■ Exercise passage:
More pitiable a sight still is to see these poor wretches working in the camps. On pushing further East I saw two such camps near Kusnetsk, one of the large industrial centres of development of the Five Year Plan, not 300 miles from Mongolia. They lie in a small plain let into the hills on the upper reaches of the River Tom. The bigger of the two, familiarly known by the name Sibilion, covers a large area in the centre of which stands a brick factory at which the prisoners work. It is hedged in with barbed wire fences 15 feet high, whilst at every 500 yards stands a tall wooden watchtower from which sentries with rifles have a commanding view both inside and outside the enclosure. There can be no possibility of escape. Riding round the camp and leaving the horse at a distance to crawl to some vantage rise with a view of the confine, or here and there creeping under cover of the scrub right up to the fence, I could see the prisoners toiling in clusters under the eyes of armed task—masters. Sometimes they could be seen being marched about in batches of 100 or so. They move like semi-conscious beings, resigned and weary. The prisoners live in long and low wooden huts and I should estimate that there were between thirty and forty thousand in this settlement alone. Not many miles away is another enclosure similarly guarded, but where the prisoners hew stone from the side of a hill. The lowest estimate I heard of their numbers was ten thousand, but the whole cliff seemed alive and judging by the tiny figures that could be seen working like ants all over its face, I should say there were very many more.

 

They have the wholehearted sympathy of their more fortunate countrymen, who speak with great feeling for their hardship. It is common knowledge that camps such as this are to be found scattered in all parts of Siberia, so that it is possible to imagine the monstrous sum of human misery that is languishing in penal exile in Russia to-day. There is no need to emphasise the enormous amount of work that is being put into the production of the Five Year Plan in this way at no cost to the State, and it explains for itself the cheapness of Soviet manufactured goods.

■ Source data:
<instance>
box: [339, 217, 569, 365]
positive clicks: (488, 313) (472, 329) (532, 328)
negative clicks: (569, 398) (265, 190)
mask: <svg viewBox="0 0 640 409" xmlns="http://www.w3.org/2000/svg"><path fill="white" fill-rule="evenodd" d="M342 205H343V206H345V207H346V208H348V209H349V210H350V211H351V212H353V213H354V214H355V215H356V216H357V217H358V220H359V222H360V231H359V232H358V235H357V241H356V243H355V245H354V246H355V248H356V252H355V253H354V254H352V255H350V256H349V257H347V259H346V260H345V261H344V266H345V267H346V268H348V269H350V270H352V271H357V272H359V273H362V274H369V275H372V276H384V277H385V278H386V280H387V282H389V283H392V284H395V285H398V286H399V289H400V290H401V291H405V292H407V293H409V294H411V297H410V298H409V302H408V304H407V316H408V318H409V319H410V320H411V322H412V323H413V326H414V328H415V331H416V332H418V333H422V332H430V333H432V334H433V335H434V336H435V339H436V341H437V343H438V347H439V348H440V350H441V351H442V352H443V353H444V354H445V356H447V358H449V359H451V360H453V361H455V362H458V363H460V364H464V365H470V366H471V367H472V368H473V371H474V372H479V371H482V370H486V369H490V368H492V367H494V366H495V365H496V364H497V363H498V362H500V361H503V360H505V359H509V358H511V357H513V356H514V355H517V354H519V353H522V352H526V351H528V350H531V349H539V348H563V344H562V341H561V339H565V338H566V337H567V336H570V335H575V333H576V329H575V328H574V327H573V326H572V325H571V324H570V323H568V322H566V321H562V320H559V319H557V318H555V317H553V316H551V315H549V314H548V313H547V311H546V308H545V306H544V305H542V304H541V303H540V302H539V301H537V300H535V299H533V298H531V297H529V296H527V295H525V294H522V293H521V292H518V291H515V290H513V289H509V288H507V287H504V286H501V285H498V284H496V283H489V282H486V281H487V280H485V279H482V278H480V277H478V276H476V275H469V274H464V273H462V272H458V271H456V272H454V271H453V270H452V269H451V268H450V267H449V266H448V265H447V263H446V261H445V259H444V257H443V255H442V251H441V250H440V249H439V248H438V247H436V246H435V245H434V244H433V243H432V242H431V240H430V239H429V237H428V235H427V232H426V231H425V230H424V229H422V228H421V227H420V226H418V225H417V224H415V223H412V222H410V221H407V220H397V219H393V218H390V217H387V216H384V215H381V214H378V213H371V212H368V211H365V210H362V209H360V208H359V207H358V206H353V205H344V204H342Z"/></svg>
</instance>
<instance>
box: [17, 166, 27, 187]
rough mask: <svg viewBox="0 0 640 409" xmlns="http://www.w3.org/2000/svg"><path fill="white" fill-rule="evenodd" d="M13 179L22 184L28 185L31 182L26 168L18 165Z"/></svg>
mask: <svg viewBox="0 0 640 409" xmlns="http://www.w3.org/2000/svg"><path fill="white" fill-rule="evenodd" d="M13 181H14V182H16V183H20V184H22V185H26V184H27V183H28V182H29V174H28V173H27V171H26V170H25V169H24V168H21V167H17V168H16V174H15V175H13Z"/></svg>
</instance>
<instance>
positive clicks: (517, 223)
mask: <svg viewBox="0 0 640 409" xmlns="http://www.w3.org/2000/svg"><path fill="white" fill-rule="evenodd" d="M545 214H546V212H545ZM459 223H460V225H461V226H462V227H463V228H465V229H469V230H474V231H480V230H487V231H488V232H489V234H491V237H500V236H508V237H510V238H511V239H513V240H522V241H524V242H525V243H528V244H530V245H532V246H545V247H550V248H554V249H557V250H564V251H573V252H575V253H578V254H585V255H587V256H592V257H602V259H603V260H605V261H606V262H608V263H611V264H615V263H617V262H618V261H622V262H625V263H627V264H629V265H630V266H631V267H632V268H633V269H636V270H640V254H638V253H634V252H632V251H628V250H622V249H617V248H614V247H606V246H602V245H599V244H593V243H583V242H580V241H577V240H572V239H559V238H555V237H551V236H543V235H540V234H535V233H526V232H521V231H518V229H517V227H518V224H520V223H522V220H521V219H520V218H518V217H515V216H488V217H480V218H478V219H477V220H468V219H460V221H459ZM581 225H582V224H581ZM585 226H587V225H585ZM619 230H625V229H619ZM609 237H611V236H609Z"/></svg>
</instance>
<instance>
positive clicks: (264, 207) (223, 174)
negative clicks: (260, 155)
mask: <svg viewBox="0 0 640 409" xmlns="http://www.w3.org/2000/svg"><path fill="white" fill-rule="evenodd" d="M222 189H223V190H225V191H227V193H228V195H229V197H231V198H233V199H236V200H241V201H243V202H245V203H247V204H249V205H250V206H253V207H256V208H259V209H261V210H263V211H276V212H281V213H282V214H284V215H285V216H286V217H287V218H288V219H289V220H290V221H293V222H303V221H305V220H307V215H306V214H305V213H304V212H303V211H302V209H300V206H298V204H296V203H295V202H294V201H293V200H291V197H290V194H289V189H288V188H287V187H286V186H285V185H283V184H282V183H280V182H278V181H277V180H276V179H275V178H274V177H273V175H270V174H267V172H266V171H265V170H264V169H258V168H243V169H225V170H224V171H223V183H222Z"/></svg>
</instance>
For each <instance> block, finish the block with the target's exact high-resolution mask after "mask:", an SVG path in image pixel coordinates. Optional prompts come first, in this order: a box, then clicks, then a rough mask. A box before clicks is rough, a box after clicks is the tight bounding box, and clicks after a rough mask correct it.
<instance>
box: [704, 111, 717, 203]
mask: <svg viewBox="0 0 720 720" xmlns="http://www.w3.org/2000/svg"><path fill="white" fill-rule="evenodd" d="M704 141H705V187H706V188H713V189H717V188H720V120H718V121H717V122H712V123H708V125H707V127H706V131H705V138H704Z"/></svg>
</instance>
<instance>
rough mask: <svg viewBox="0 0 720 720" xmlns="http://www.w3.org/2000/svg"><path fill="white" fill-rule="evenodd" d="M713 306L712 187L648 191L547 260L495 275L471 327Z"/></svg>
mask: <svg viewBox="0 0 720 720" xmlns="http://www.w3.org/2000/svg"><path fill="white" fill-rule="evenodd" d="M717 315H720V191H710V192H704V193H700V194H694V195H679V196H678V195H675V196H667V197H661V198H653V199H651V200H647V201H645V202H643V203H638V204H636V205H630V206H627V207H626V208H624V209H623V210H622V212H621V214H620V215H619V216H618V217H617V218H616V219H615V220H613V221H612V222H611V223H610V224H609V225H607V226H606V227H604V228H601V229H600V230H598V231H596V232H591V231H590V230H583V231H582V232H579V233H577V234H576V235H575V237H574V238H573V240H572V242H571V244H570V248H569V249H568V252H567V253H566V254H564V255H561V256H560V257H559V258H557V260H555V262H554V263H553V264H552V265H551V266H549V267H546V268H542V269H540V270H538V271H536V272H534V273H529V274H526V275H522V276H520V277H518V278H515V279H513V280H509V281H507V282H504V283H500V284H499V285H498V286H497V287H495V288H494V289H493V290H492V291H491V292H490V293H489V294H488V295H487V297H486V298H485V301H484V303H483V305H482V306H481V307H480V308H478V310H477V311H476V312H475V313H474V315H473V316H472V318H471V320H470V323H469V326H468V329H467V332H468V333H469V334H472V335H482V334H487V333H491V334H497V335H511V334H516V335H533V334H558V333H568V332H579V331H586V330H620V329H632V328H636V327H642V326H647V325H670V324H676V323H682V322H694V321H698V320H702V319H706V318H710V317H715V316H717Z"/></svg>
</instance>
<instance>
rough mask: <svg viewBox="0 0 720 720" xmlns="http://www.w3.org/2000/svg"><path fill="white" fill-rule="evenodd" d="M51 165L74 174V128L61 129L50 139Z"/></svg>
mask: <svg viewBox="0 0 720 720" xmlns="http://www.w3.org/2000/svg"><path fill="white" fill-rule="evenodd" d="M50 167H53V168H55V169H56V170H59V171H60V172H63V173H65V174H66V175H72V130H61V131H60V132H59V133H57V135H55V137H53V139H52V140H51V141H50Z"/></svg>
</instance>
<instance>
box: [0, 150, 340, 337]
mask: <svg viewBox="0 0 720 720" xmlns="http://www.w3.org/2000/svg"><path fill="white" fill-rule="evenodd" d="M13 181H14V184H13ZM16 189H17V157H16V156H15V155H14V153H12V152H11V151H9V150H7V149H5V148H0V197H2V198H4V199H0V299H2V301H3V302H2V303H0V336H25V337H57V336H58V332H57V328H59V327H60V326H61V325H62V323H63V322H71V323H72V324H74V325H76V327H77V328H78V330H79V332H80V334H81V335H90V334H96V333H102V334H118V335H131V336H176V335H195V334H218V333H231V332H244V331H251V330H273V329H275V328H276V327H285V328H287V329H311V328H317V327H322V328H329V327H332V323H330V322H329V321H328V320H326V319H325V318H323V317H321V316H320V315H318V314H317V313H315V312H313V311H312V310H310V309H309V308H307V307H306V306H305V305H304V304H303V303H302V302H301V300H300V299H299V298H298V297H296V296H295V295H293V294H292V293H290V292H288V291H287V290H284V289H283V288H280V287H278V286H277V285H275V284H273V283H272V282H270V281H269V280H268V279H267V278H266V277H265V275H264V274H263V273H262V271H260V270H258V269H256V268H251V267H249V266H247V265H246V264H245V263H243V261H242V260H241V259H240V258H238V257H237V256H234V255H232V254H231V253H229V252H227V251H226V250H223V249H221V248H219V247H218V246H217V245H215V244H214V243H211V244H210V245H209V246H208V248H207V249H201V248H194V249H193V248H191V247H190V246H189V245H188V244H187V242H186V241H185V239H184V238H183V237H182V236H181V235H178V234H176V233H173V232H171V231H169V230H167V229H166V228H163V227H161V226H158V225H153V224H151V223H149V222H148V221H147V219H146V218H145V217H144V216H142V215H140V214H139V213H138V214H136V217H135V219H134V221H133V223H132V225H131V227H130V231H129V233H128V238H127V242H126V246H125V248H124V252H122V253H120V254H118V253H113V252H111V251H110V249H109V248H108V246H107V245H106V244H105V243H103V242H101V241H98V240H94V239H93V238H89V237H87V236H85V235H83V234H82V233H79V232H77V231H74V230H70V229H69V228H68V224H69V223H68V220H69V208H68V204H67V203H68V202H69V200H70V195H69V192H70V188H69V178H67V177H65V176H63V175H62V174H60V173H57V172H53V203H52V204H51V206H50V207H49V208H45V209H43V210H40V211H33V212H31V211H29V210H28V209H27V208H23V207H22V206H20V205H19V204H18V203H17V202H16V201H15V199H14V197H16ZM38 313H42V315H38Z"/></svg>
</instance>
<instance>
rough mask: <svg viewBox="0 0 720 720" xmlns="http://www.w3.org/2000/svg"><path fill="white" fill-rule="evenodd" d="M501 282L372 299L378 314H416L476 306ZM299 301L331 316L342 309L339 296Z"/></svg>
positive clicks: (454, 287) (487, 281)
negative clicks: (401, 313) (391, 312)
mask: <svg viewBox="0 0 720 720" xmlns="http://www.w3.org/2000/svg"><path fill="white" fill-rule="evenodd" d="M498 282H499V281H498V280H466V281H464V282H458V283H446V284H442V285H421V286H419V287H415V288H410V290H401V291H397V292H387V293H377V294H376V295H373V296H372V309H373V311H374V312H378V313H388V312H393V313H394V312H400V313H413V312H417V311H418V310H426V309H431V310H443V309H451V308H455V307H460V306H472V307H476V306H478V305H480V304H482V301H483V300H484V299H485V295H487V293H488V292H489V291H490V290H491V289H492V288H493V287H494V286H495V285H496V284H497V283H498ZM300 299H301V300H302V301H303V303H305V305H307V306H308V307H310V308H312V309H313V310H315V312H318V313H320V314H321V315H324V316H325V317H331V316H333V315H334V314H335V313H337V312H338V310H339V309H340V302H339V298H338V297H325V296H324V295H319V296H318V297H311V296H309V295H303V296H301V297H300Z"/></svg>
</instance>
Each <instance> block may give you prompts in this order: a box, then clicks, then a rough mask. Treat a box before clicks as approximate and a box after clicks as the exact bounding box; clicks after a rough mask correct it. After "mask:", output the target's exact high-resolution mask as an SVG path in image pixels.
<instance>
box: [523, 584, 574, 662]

■ Instruction A:
Rename "countrymen" as "compatriots" in the account of the Siberian labor camps, giving again the part between "They have the" and "Soviet manufactured goods.", inclusive.
■ Instruction B:
In the account of the Siberian labor camps, how high are the barbed wire fences around the bigger camp?
■ Instruction C:
Pick up the account of the Siberian labor camps from where it stops.
The records have no role in this exercise.

■ Task response A:
They have the wholehearted sympathy of their more fortunate compatriots, who speak with great feeling for their hardship. It is common knowledge that camps such as this are to be found scattered in all parts of Siberia, so that it is possible to imagine the monstrous sum of human misery that is languishing in penal exile in Russia to-day. There is no need to emphasise the enormous amount of work that is being put into the production of the Five Year Plan in this way at no cost to the State, and it explains for itself the cheapness of Soviet manufactured goods.

■ Task response B:
They are 15 feet high.

■ Task response C:
These Russians are not criminals in any sense of the word as we know it, but social offenders - men who have from their very nature as human beings stolidly refused to give up their independence and freedom to the mailed fist of impersonal Communism; they include all classes and types of people save one the priesthood. I put the question to a Communist who laughed. ‘There are no priests there,’ he said, ‘they have all been shot.’

 

We are too much inclined, perhaps, to look upon forced labour as something exceptional, even in Russia. All work under the present régime is, to a greater or lesser degree, forced labour. There are men and women working outside the ties of the forced labour camps who have no more command of their own will arid live under conditions no less deplorable. At Kusnetskstroy itself there are fifty thousand men working. As Frankfurt, the Communist Jew in charge, himself said to me:

 

“Labour here is voluntary and comes from all parts of Russia. It is difficult to obtain and we have to employ many recruiting officers who offer every inducement in order to persuade the peasants to come into the factories. Having procured these workers with such difficulty, we cannot, of course, afford to let them go again. When, in the course of the next few years, the work of construction is finished here at Kusnetskstroy, they will be drafted on in a body to set up other factories elsewhere.” I subsequently had a long conversation with the President of the United Local Trades Unions, Comrade Baranoff, who confirmed this statement in every respect, adding that the chief duty of the Trades Unions, which were controlled by the State, was to supply labour in the numbers required and render the workers amenable to their employers. A strange duty for a Trades Union! Needless to say, the inducements offered are little else than threats of expropriation or imprisonment. Once induced, or rather compelled, to enter the factories, as my informants admitted themselves, the workmen are no longer free to leave. There is no ready source of supply of labour from the surrounding country, except the peasantry. These are collected, so many from each village, from hundreds of miles around, by “recruiting officers.” so large a proportion is taken from some villages that they are left empty of able bodied men.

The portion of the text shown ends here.